(Data extracted from a collection)
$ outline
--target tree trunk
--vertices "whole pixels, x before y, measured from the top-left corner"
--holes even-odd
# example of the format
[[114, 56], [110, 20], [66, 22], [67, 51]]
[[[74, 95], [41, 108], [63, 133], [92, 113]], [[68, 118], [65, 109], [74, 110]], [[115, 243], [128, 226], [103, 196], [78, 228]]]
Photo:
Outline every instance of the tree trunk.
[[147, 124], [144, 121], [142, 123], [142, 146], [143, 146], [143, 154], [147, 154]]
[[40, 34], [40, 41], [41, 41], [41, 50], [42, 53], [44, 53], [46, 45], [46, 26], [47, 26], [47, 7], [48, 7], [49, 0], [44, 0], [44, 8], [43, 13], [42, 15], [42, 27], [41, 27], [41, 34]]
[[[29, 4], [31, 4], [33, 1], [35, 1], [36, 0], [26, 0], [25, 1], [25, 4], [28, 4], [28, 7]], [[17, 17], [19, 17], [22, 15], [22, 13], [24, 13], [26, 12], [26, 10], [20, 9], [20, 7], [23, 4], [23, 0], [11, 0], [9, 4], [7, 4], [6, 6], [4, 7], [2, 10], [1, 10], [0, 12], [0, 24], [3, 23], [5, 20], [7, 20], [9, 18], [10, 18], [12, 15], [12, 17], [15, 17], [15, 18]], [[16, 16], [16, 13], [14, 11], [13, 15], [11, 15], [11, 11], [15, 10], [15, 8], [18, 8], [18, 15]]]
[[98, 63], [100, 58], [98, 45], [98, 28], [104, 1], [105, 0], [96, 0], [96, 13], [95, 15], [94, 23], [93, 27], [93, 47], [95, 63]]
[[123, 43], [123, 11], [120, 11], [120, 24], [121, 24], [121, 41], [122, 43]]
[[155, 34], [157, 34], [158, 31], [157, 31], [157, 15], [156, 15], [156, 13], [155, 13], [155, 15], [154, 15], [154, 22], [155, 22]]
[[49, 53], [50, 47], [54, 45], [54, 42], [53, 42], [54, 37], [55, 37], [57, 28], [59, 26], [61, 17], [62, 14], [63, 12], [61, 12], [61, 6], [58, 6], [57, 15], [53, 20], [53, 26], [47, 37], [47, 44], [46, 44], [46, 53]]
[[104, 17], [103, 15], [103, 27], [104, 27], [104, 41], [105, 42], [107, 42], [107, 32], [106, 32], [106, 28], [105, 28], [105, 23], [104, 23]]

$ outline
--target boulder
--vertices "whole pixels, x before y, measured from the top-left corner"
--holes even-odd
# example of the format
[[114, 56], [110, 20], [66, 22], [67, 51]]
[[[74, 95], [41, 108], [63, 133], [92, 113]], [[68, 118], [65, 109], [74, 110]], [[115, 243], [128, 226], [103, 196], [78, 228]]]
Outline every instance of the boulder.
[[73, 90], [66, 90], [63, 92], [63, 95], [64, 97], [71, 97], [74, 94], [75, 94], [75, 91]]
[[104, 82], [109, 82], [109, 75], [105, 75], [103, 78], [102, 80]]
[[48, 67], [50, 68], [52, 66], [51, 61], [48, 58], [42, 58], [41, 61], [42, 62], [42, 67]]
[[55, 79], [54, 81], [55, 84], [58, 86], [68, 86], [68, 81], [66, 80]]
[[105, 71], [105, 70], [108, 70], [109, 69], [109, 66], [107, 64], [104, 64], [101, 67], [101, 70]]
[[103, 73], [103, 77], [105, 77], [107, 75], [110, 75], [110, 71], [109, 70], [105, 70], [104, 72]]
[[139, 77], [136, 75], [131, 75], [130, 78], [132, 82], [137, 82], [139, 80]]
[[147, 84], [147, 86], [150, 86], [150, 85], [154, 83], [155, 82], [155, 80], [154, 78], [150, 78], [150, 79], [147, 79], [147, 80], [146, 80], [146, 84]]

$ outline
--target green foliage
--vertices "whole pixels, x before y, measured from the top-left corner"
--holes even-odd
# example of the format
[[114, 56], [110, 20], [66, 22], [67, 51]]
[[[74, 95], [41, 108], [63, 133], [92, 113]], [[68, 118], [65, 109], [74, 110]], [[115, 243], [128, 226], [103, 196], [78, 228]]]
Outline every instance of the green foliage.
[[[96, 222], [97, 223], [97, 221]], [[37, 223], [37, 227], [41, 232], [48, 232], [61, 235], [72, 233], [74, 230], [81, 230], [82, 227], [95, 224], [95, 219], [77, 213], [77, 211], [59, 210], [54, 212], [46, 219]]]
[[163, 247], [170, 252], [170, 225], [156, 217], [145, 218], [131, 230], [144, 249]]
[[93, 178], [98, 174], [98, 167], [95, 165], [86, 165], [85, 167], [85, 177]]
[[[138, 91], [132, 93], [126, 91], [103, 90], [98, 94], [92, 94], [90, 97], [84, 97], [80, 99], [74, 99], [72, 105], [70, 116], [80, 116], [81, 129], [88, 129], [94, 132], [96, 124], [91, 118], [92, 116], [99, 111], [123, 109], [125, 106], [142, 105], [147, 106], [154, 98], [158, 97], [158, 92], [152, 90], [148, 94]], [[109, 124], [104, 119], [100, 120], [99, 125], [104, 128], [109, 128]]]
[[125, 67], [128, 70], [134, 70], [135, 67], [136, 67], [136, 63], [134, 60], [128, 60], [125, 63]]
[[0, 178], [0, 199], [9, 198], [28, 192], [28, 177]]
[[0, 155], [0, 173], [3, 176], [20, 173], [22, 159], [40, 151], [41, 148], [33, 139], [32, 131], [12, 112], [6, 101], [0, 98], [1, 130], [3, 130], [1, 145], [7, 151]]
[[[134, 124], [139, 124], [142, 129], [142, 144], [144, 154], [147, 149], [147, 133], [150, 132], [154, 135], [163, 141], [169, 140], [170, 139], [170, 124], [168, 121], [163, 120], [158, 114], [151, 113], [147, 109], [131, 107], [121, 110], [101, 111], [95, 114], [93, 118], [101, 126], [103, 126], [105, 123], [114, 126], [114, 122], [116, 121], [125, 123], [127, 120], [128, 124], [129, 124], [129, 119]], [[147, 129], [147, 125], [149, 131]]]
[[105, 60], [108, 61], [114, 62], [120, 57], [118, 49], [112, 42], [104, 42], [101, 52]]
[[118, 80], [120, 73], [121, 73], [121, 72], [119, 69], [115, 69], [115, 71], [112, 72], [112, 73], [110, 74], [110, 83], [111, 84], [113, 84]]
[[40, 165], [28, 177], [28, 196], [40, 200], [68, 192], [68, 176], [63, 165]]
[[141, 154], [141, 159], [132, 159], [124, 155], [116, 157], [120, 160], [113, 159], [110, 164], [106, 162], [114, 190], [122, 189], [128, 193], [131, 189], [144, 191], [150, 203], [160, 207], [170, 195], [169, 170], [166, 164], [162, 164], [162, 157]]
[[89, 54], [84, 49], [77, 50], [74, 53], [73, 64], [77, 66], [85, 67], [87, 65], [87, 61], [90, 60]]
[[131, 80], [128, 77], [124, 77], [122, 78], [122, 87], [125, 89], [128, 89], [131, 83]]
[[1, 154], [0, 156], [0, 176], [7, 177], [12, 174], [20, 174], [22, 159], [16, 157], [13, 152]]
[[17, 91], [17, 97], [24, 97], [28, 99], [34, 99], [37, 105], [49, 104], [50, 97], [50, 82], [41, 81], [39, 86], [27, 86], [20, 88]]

» **EXERCISE OBJECTIVE**
Can you write out every line from the start of the records through the line containing "8], [18, 15]]]", requests included, shifting each vertex coordinate in the answer outlines by adding 126 to it? Keep the numbers in the requests and their format samples unchanged.

» **PROBLEM SOLUTION**
$ outline
--target tree trunk
--vertices "whole pixels, x before y, measured from the top-left corner"
--holes even-odd
# example of the format
[[114, 56], [110, 20], [66, 22], [67, 51]]
[[[74, 95], [41, 108], [63, 133], [92, 113]], [[68, 118], [65, 109], [74, 110]], [[115, 243], [128, 226], [103, 196], [78, 228]]]
Photo:
Outline every instance of the tree trunk.
[[273, 250], [270, 247], [268, 249], [268, 272], [269, 272], [269, 280], [273, 280]]
[[166, 160], [166, 167], [167, 167], [167, 176], [168, 179], [170, 179], [172, 171], [172, 152], [173, 152], [173, 133], [174, 133], [175, 126], [170, 126], [170, 134], [169, 139], [168, 141], [168, 153], [167, 153], [167, 160]]
[[[155, 130], [157, 130], [159, 127], [161, 127], [162, 126], [152, 126], [151, 127], [151, 130], [154, 130], [154, 133]], [[143, 143], [145, 143], [148, 141], [148, 139], [150, 139], [152, 138], [152, 136], [146, 135], [146, 133], [149, 130], [149, 126], [137, 126], [135, 130], [133, 130], [132, 132], [130, 133], [128, 136], [127, 136], [126, 138], [126, 150], [129, 149], [131, 146], [133, 146], [135, 144], [136, 144], [138, 141], [138, 143], [141, 143], [141, 144]], [[142, 142], [142, 139], [140, 137], [139, 141], [137, 141], [137, 137], [141, 136], [141, 134], [144, 134], [144, 141]]]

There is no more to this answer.